## PASSAGE TO READ
•••••
Thursday 6 January 2011

Decision making

Towards the end of last year I generated a number of letters purely explaining decision making.

One was to a patient's wife, one to a GP and one to a clinical team on a general hospital's orthopaedic ward.

In all 3 cases the patient had been jointly seen by a CPN and me, investigations done, a diagnosis made, explanations given and appropriate management put in to place. But in all 3 cases there was a desire by another party, not the patient, to have more information. The theme was "why" with a desire to know why management was suggested as it was.

Now in all 3 cases the request for more information was polite and inquistive, rather than a forthright demand for explanations, so I'm more than happy to oblige. Sharing reasoning can only be a good thing. The original assessments and letters were extensive; typed up they were a minimum of 5 pages each. The management plans at the end were explicit and numbered, with from 7 to 11 action points in each case. With so much information, it's no surprise that folk want to know a little more about details of specific bits of this.
•••••
## Stored data entries
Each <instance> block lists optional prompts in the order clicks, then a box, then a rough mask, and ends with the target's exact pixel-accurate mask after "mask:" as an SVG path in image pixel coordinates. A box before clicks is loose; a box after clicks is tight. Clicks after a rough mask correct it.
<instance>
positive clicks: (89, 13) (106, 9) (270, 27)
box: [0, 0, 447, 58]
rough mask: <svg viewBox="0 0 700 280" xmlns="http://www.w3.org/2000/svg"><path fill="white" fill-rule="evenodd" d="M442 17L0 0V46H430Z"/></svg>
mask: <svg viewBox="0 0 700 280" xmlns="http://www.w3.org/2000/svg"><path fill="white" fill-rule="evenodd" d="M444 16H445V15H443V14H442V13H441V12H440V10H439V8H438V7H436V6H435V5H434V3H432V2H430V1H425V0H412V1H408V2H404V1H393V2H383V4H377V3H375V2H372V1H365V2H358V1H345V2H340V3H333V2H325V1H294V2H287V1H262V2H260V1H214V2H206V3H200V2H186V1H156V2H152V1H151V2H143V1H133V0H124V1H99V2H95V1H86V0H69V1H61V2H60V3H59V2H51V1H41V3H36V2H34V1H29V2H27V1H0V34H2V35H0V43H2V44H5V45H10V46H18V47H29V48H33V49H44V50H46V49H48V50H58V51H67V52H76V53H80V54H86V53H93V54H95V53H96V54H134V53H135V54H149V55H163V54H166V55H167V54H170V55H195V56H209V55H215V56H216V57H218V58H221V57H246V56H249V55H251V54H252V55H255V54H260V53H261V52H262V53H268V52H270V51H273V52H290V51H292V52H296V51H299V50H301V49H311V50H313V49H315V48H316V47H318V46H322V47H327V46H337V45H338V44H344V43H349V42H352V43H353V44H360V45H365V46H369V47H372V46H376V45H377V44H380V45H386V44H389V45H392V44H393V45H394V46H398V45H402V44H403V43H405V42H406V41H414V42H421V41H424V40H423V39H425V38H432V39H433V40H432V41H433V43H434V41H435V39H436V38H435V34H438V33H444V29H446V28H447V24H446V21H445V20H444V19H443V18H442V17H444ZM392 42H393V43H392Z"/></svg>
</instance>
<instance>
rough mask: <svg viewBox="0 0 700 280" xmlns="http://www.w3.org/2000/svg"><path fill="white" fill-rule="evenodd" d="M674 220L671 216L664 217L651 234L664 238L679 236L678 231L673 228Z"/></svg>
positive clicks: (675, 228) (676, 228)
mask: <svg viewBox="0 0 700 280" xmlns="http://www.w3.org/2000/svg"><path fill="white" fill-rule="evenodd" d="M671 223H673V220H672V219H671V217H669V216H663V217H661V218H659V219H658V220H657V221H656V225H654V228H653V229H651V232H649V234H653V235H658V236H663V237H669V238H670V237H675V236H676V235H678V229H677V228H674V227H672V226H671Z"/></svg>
•••••
## WORK TO BE COMPLETED
Edit the decision-making post from "One was to a" to "suggested as it was.", putting "patient's daughter" in place of "patient's wife". These records have nothing to do with the decision-making post.

## COMPLETED EXERCISE
One was to a patient's daughter, one to a GP and one to a clinical team on a general hospital's orthopaedic ward.

In all 3 cases the patient had been jointly seen by a CPN and me, investigations done, a diagnosis made, explanations given and appropriate management put in to place. But in all 3 cases there was a desire by another party, not the patient, to have more information. The theme was "why" with a desire to know why management was suggested as it was.